→ Given passage
--------------------------------------------------

Exile’s Return , Malcolm Cowley’s important memoir about the literary expatriates of the 1920’s was first published forty-six years ago. Now, after a long career as critic, essayist, and poet, Cowley picks up where he left off to tell us how he and his generation of writers responded to the bleak, scary early years of the 1930’s.

Writers are not easy joiners, but in a world that seemed to be dying, with no work to be had and people’s precious savings entombed in closed banks, Communism seemed to many of them the only source of hope. Cowley says: “By surrendering their middle-class identities, by joining the workers in an idealized army, writers might help to overthrow ‘the system’ and might go marching… out of injustice and illogic into the golden mountains.”

It is hard now to realize how close we seemed to actual revolution in 1932. An American Federation of Labor official warned a Senate committee that “if something is not done… the doors of revolt… are going to be thrown open.” A banker talked matter-of-factly to a historian about “the coming revolution.” And Lloyd’s of London began selling wealthy Americans insurance against riot and civil commotion. Actually, the only Americans who violently defied the law were “solid Midwestern farmers” bent on thwarting mortgage foreclosure sales.

--------------------------------------------------

→ Extracted data
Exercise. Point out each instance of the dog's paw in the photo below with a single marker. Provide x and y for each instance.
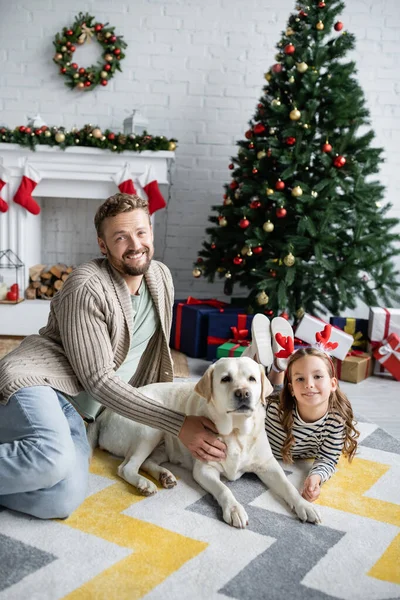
(236, 516)
(307, 512)
(167, 480)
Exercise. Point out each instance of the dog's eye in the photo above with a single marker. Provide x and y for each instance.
(226, 379)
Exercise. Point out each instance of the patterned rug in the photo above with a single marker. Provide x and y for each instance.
(174, 545)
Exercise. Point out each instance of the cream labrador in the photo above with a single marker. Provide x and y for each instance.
(232, 394)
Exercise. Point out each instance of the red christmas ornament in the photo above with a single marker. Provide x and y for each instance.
(244, 223)
(339, 161)
(281, 212)
(289, 49)
(277, 68)
(259, 128)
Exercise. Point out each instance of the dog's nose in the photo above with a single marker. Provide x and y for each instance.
(242, 394)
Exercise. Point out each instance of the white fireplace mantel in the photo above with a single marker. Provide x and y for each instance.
(77, 172)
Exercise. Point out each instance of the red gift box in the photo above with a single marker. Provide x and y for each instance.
(388, 355)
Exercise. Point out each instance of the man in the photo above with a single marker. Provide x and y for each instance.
(107, 335)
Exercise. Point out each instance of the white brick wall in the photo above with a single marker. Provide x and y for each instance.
(195, 69)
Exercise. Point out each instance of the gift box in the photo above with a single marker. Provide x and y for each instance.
(190, 325)
(356, 367)
(309, 326)
(229, 326)
(383, 322)
(388, 355)
(230, 349)
(358, 328)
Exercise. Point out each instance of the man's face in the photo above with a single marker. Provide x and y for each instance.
(127, 241)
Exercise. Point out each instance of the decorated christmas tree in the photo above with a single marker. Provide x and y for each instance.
(302, 225)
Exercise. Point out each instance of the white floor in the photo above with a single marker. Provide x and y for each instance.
(376, 399)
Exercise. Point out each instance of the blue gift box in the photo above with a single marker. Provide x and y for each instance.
(190, 326)
(358, 328)
(220, 329)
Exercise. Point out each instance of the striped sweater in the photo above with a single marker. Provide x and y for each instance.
(322, 440)
(88, 336)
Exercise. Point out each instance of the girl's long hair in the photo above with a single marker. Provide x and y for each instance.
(338, 404)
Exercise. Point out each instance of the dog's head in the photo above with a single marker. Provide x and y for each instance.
(234, 385)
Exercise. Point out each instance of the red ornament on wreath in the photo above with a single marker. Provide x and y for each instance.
(339, 161)
(281, 212)
(85, 29)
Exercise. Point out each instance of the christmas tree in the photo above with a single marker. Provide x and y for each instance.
(302, 225)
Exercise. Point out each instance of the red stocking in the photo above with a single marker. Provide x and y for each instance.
(3, 181)
(123, 179)
(23, 196)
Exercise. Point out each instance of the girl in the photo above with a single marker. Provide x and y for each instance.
(312, 417)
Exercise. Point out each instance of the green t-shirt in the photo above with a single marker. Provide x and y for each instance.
(145, 323)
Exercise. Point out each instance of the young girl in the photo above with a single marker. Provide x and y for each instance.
(312, 418)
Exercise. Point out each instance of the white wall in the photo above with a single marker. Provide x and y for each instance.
(195, 69)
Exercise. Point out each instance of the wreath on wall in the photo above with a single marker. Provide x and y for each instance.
(84, 29)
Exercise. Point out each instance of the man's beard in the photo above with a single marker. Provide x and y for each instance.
(126, 269)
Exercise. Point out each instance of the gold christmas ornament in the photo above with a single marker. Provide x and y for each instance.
(97, 133)
(268, 226)
(302, 67)
(289, 260)
(262, 298)
(297, 191)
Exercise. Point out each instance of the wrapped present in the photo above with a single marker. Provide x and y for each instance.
(231, 349)
(356, 367)
(358, 328)
(388, 355)
(383, 322)
(190, 325)
(230, 326)
(309, 326)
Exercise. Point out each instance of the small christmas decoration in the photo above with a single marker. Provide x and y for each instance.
(289, 260)
(268, 226)
(339, 161)
(83, 30)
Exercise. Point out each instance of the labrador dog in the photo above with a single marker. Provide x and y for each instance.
(232, 394)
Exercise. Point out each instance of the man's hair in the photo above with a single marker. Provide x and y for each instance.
(117, 204)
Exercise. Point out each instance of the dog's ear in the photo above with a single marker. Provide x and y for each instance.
(266, 387)
(204, 386)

--------------------------------------------------

→ Tasks to complete
**A)** In the passage on Malcolm Cowley and the early 1930s, which Americans were the only ones who violently defied the law?
**B)** Carry the passage on Malcolm Cowley and the early 1930s forward from its last sentence.

→ Task results
**A)** Solid Midwestern farmers, who were set on thwarting mortgage foreclosure sales.

**B)**
Although he spoke and marched for Communist-sponsored causes, Cowley—like most of his friends—never actually joined the Party. Nor was the Party dying to have him. All intellectuals were suspect to the Communists, and writers in particular were regarded as a “Bohemian and wholly undependable element.”

In time it became clear that capitalism had been saved by the inventive energy of FDR, Cowley writes, and the dream of the golden mountains slowly faded or was ruptured by disillusion with Communism. The passionate idealism that Cowley recalls seems oddly innocent now, and this honest book is evocative and touching.